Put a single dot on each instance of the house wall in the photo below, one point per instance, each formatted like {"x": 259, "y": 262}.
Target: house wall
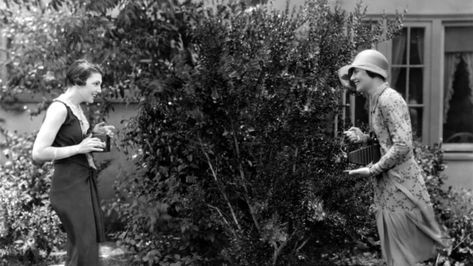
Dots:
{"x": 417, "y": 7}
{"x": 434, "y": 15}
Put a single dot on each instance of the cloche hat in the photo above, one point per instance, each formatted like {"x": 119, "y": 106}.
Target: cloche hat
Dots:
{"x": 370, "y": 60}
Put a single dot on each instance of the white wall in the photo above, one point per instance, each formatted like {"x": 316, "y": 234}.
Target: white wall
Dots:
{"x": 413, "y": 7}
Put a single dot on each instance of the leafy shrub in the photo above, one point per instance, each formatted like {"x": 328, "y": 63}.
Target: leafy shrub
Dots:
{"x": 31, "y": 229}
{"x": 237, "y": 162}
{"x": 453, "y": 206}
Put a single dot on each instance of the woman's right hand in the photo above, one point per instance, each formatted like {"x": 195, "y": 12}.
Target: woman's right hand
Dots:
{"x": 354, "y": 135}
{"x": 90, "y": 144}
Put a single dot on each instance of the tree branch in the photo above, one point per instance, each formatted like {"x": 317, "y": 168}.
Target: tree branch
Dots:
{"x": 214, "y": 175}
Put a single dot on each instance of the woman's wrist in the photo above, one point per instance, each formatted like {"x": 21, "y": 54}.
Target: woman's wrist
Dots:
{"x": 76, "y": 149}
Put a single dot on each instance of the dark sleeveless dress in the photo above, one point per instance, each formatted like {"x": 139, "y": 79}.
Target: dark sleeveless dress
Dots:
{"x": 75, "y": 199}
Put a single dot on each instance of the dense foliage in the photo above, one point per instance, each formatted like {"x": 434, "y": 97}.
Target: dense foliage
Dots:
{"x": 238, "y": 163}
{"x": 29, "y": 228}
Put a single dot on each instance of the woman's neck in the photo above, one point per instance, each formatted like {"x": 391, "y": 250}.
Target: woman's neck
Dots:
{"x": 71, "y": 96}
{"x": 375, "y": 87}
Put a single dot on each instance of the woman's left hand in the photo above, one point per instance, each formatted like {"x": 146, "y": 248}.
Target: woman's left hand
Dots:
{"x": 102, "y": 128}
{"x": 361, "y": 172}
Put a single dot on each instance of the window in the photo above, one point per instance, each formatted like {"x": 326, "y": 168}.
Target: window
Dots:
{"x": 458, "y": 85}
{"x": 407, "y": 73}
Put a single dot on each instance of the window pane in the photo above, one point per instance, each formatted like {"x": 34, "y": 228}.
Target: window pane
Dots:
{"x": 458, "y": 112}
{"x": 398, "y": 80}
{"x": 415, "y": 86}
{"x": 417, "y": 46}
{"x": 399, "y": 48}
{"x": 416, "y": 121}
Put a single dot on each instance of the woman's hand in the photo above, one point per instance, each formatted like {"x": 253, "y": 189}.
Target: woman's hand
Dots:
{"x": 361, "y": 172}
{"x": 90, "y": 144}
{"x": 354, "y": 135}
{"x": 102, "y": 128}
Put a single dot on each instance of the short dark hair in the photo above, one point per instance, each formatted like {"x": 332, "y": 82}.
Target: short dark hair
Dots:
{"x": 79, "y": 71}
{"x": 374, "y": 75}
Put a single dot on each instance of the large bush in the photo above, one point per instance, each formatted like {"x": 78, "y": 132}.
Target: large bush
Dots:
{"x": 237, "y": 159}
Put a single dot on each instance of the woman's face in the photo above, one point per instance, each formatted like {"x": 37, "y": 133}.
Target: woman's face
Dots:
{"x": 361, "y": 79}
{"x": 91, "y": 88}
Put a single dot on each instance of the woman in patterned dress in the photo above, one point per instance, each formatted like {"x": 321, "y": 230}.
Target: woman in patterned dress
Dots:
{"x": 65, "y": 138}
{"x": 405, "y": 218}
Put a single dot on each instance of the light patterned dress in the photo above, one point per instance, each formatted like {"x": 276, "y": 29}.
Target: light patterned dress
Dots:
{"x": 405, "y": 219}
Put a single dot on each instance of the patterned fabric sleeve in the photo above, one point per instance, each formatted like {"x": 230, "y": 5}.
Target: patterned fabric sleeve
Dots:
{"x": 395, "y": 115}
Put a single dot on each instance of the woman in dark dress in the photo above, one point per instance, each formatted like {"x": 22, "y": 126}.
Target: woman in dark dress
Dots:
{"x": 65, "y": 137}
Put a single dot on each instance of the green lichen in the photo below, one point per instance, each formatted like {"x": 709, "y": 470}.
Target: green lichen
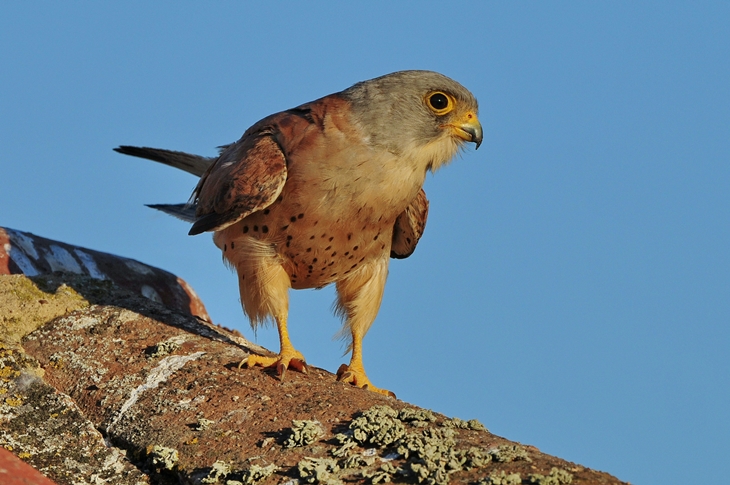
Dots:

• **Exercise aim**:
Copy out each record shown above without alteration, skipping any picture.

• **Exercise response**:
Put a single dot on each instance of the house wall in the photo below, one point per instance, each formatted like {"x": 259, "y": 262}.
Target: house wall
Dots:
{"x": 417, "y": 7}
{"x": 434, "y": 15}
Put a single dot on each instance of the cloche hat in the photo above, one point per instance, each formatted like {"x": 119, "y": 106}.
Target: cloche hat
Dots:
{"x": 370, "y": 60}
Put a single dot on each instance of the white wall in the photo above, one point per instance, each formatted like {"x": 316, "y": 234}.
Target: white wall
Dots:
{"x": 413, "y": 7}
Put a single dot on each instance of the leafy shrub in the photo above, one point per instance, each formatted like {"x": 328, "y": 63}.
Target: leafy shrub
Dots:
{"x": 31, "y": 229}
{"x": 237, "y": 162}
{"x": 453, "y": 206}
Put a single dot on each instance of the woman's right hand in the photo above, one point per instance, each formatted like {"x": 195, "y": 12}.
Target: woman's right hand
Dots:
{"x": 354, "y": 135}
{"x": 90, "y": 144}
Put a single dot on each instance of the tree branch in the photo above, one point per instance, each formatted like {"x": 317, "y": 168}.
Target: tree branch
Dots:
{"x": 214, "y": 175}
Put a single dot on each instance of the woman's wrist in the photo above, one point per instance, each formatted like {"x": 21, "y": 54}.
Target: woman's wrist
Dots:
{"x": 76, "y": 149}
Put a single dot on each instance of the dark sleeveless dress in the photo above, one point per instance, each formatted like {"x": 139, "y": 79}.
Target: dark sleeveless dress
Dots:
{"x": 75, "y": 199}
Put a single dot on each instance of the dense foliage in the photo above, one point per instance, each formatted like {"x": 434, "y": 97}.
Target: dense foliage
Dots:
{"x": 238, "y": 163}
{"x": 29, "y": 228}
Put a single dot on each instance of the woman's neck in the photo above, one point per instance, each formatted like {"x": 391, "y": 250}.
Target: woman's neck
Dots:
{"x": 71, "y": 96}
{"x": 375, "y": 87}
Put a single dot on each instance of the woman's left hand in the photo above, one point per instance, each formatted like {"x": 146, "y": 248}.
Target: woman's left hand
Dots:
{"x": 102, "y": 128}
{"x": 361, "y": 172}
Put a single dot on each instance of the window in the photo above, one point per instance, each formatted like {"x": 326, "y": 168}.
Target: window
Dots:
{"x": 458, "y": 85}
{"x": 407, "y": 73}
Put a single dot on each instance of the window pane in the photo above, one point per instance, each formatted like {"x": 34, "y": 228}.
Target: window pane
Dots:
{"x": 458, "y": 112}
{"x": 398, "y": 80}
{"x": 415, "y": 86}
{"x": 417, "y": 46}
{"x": 399, "y": 48}
{"x": 416, "y": 121}
Put a single dot on each instance of the woman's hand in the photo above, one point per instance, each formatted like {"x": 253, "y": 189}.
Target: woman's hand
Dots:
{"x": 361, "y": 172}
{"x": 90, "y": 144}
{"x": 354, "y": 135}
{"x": 102, "y": 128}
Put a single dot on each instance of the short dark hair in the photo above, one point per instance, each formatted like {"x": 332, "y": 82}.
Target: short dark hair
Dots:
{"x": 79, "y": 71}
{"x": 374, "y": 75}
Put a single dot on each instance of the large bush in the photo above, one point per instance, each formatted like {"x": 78, "y": 132}.
Target: large bush
Dots:
{"x": 237, "y": 159}
Put a single dot on each instance of the woman's face in the photo above, one point per instance, each formatted like {"x": 37, "y": 133}.
Target: woman's face
Dots:
{"x": 361, "y": 79}
{"x": 91, "y": 88}
Put a single dot on each instance of the woman in patterned dress in the photo above, one point per instance, each formatted like {"x": 321, "y": 230}.
Target: woman in patterned dress
Dots:
{"x": 65, "y": 138}
{"x": 405, "y": 218}
Put a single dot on each instance of the light patterned dress in the photo above, one point per instance, each formatted like {"x": 276, "y": 29}.
Target: light patterned dress
Dots:
{"x": 405, "y": 219}
Put a single dot on each instance of the patterned fabric sleeve in the photo above, one point per instance, each formatted like {"x": 230, "y": 5}.
Target: patterned fabric sleeve
Dots:
{"x": 395, "y": 115}
Put a single dot on each instance of the woman in dark dress in the photo above, one point per instance, each formatted like {"x": 22, "y": 126}.
Target: woman in dark dress
Dots:
{"x": 65, "y": 137}
Put a single dot on each instance of the green lichen in the photo below, one point per instance, each formatted like {"x": 709, "y": 470}.
Target: green lichen
Dots:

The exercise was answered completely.